> WORK TO DO
Identify every line of the records that contains the string "ground", and copy each of those lines. Treat case as significant.

> Stored records
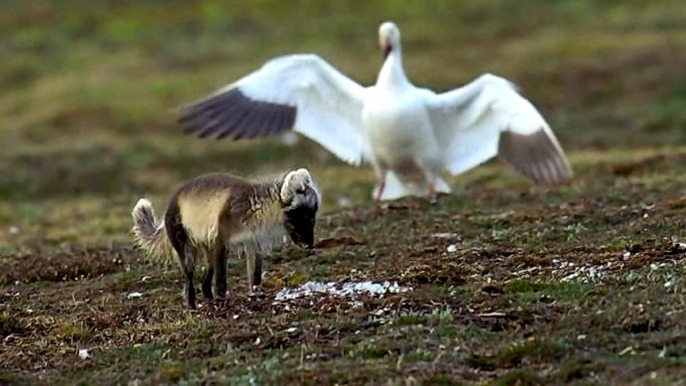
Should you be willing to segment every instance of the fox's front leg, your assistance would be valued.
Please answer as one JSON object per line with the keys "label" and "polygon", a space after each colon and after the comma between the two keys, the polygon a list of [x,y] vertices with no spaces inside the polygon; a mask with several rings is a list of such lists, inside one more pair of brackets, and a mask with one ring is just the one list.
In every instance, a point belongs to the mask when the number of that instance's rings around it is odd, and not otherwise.
{"label": "fox's front leg", "polygon": [[248,285],[254,292],[262,287],[262,255],[256,252],[248,252],[246,256],[248,268]]}

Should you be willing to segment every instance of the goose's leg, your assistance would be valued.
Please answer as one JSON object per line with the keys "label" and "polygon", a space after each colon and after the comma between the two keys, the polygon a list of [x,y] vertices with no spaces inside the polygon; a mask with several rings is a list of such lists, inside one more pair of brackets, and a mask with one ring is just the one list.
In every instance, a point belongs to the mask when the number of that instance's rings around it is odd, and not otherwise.
{"label": "goose's leg", "polygon": [[374,162],[374,174],[376,175],[376,180],[379,181],[378,189],[376,190],[376,193],[374,194],[374,201],[380,202],[381,197],[383,196],[383,191],[386,188],[386,172],[387,168],[381,163]]}
{"label": "goose's leg", "polygon": [[428,162],[429,165],[425,165],[422,168],[422,172],[424,173],[424,178],[426,179],[427,182],[427,190],[428,190],[428,196],[431,201],[436,200],[437,190],[436,190],[436,179],[437,179],[437,168],[433,166],[434,163]]}

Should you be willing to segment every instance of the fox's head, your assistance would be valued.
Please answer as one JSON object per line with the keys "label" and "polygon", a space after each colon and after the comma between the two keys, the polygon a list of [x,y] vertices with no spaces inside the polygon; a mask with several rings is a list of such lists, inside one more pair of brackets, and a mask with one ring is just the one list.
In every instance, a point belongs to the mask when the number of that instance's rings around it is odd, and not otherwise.
{"label": "fox's head", "polygon": [[291,240],[313,247],[315,218],[321,198],[307,169],[286,174],[279,198],[284,211],[284,226]]}

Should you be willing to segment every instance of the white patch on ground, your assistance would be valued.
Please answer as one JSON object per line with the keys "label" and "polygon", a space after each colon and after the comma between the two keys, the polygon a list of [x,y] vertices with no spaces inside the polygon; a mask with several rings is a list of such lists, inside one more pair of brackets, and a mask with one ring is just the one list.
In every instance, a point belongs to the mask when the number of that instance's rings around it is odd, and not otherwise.
{"label": "white patch on ground", "polygon": [[399,286],[396,282],[385,281],[373,283],[371,281],[349,283],[322,283],[310,281],[298,288],[284,288],[276,294],[276,301],[298,299],[310,296],[331,295],[335,297],[353,297],[361,294],[384,295],[411,291],[412,288]]}
{"label": "white patch on ground", "polygon": [[87,348],[82,348],[79,350],[79,358],[81,359],[88,359],[90,358],[91,354],[88,353]]}

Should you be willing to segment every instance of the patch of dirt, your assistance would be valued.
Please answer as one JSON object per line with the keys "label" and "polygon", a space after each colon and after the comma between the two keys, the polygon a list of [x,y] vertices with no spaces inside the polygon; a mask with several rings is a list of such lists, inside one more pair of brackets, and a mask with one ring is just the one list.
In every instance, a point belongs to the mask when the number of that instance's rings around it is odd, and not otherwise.
{"label": "patch of dirt", "polygon": [[121,272],[137,265],[131,248],[37,249],[0,256],[0,285],[34,281],[71,281]]}

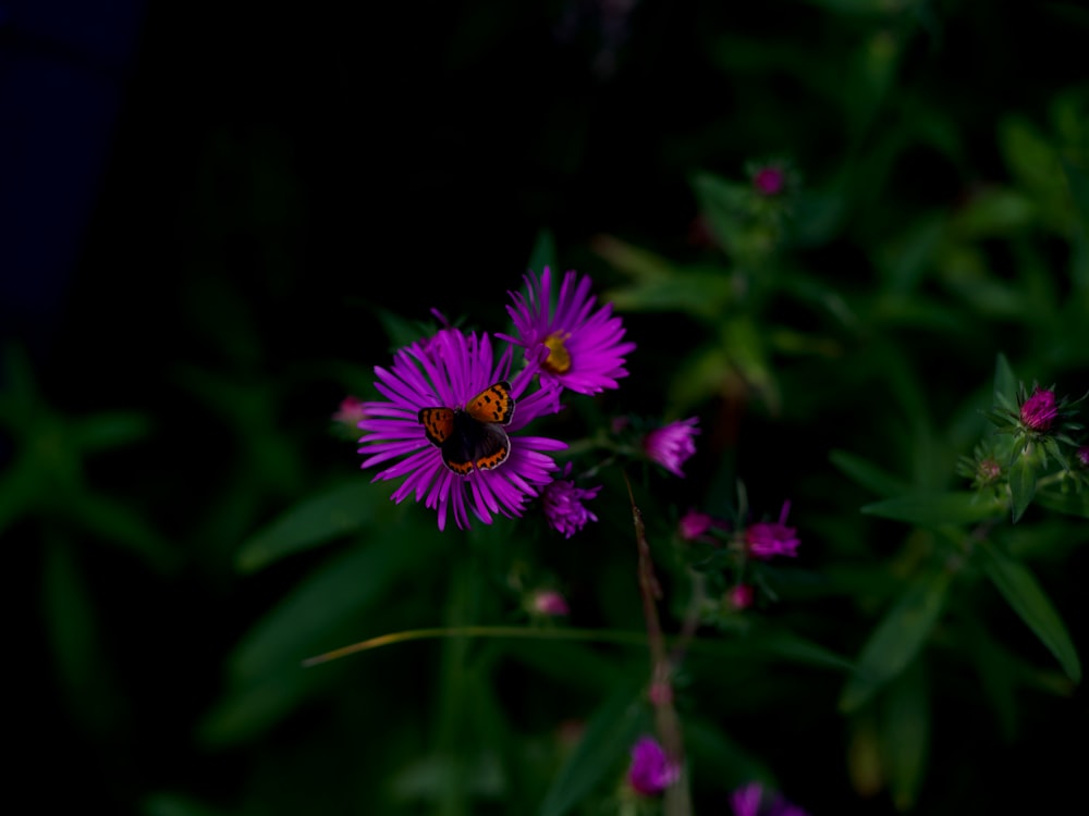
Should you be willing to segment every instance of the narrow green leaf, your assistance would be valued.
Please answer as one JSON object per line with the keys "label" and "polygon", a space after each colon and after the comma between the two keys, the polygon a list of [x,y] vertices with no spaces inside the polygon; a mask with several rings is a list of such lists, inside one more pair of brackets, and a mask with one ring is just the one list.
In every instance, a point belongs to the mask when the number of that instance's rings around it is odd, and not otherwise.
{"label": "narrow green leaf", "polygon": [[265,527],[240,548],[235,565],[254,572],[284,556],[333,541],[365,527],[380,494],[366,479],[353,479],[308,498]]}
{"label": "narrow green leaf", "polygon": [[1001,351],[994,360],[994,394],[1003,395],[1011,405],[1017,399],[1017,379],[1010,368],[1010,360]]}
{"label": "narrow green leaf", "polygon": [[930,752],[930,689],[922,660],[911,660],[889,684],[880,729],[893,803],[907,813],[918,800]]}
{"label": "narrow green leaf", "polygon": [[641,679],[628,681],[598,708],[544,795],[540,816],[563,816],[625,762],[640,730],[650,727],[641,689]]}
{"label": "narrow green leaf", "polygon": [[73,443],[85,452],[121,447],[143,438],[150,428],[150,421],[143,413],[99,413],[73,421]]}
{"label": "narrow green leaf", "polygon": [[900,477],[895,477],[886,470],[882,470],[877,465],[862,459],[846,450],[833,450],[829,454],[829,461],[855,482],[860,484],[879,496],[891,498],[898,496],[908,490],[908,484]]}
{"label": "narrow green leaf", "polygon": [[886,498],[865,505],[861,511],[919,527],[935,527],[993,519],[1001,516],[1005,507],[996,498],[971,491],[956,491]]}
{"label": "narrow green leaf", "polygon": [[1017,702],[1014,687],[1014,665],[1004,650],[994,642],[991,633],[974,610],[968,610],[958,620],[959,639],[964,644],[979,676],[983,695],[991,704],[1006,744],[1013,742],[1017,728]]}
{"label": "narrow green leaf", "polygon": [[919,653],[945,607],[951,582],[952,574],[942,570],[920,574],[907,586],[862,647],[840,696],[841,710],[858,709]]}
{"label": "narrow green leaf", "polygon": [[560,270],[556,269],[555,237],[551,230],[541,230],[537,233],[534,248],[529,252],[529,269],[537,274],[549,267],[552,270],[553,280]]}
{"label": "narrow green leaf", "polygon": [[420,523],[390,526],[366,545],[338,553],[309,573],[249,630],[230,658],[231,676],[250,681],[344,645],[346,630],[364,636],[364,611],[405,570],[427,557],[439,533]]}
{"label": "narrow green leaf", "polygon": [[285,666],[259,678],[236,683],[208,710],[197,726],[205,745],[224,747],[248,742],[267,732],[309,697],[332,688],[343,671],[310,671]]}
{"label": "narrow green leaf", "polygon": [[111,738],[127,712],[106,659],[87,570],[61,541],[48,543],[42,567],[44,620],[64,700],[96,739]]}
{"label": "narrow green leaf", "polygon": [[1089,490],[1064,493],[1054,487],[1043,489],[1037,491],[1036,503],[1049,510],[1089,519]]}
{"label": "narrow green leaf", "polygon": [[1081,231],[1086,236],[1089,236],[1089,173],[1070,162],[1066,157],[1061,156],[1060,163],[1081,219]]}
{"label": "narrow green leaf", "polygon": [[1032,503],[1036,493],[1036,463],[1028,456],[1019,456],[1010,468],[1011,511],[1014,523],[1020,520]]}
{"label": "narrow green leaf", "polygon": [[979,547],[983,571],[1036,636],[1055,656],[1075,683],[1081,681],[1081,662],[1066,627],[1028,567],[994,546]]}
{"label": "narrow green leaf", "polygon": [[157,570],[167,571],[180,562],[170,542],[127,504],[99,494],[81,493],[65,500],[64,510],[103,541],[135,553]]}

> RESPONSE TO THE TASK
Should you be willing to segment every instance of the white patch on ground, your assistance would be valued.
{"label": "white patch on ground", "polygon": [[399,286],[396,282],[385,281],[373,283],[371,281],[349,283],[322,283],[310,281],[298,288],[284,288],[276,294],[276,301],[298,299],[310,296],[331,295],[335,297],[353,297],[361,294],[384,295],[411,291],[412,288]]}
{"label": "white patch on ground", "polygon": [[87,348],[82,348],[79,350],[79,358],[81,359],[88,359],[90,358],[91,354],[88,353]]}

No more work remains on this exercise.